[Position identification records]
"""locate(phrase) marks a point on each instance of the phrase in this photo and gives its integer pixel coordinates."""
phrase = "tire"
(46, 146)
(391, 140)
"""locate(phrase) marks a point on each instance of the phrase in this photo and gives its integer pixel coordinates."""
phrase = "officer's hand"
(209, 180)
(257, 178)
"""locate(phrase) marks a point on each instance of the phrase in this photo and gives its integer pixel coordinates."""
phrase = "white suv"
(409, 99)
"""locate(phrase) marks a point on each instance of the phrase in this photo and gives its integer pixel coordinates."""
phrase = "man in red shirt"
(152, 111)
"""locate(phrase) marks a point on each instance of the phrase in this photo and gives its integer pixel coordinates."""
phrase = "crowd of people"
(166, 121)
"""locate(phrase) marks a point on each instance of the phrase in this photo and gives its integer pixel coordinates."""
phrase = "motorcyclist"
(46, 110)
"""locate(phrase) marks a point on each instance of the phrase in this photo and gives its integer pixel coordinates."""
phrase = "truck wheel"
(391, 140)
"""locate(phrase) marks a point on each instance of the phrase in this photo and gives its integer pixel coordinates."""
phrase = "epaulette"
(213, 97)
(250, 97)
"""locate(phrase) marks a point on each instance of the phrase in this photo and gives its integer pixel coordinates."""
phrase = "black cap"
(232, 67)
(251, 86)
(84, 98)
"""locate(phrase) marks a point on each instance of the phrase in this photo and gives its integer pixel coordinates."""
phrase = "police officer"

...

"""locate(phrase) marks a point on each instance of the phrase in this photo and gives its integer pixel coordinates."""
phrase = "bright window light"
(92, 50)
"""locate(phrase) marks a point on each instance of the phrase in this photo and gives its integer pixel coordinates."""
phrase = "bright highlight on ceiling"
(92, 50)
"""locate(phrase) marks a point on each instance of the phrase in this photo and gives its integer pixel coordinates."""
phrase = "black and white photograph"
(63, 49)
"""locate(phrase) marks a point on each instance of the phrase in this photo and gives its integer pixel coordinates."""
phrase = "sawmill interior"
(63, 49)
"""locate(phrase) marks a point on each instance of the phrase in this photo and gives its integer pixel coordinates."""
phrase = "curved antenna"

**YOUR OBJECTIVE**
State how many lines of the entries above contain the string "officer". Reply with the number alone.

**FINISHED ANSWER**
2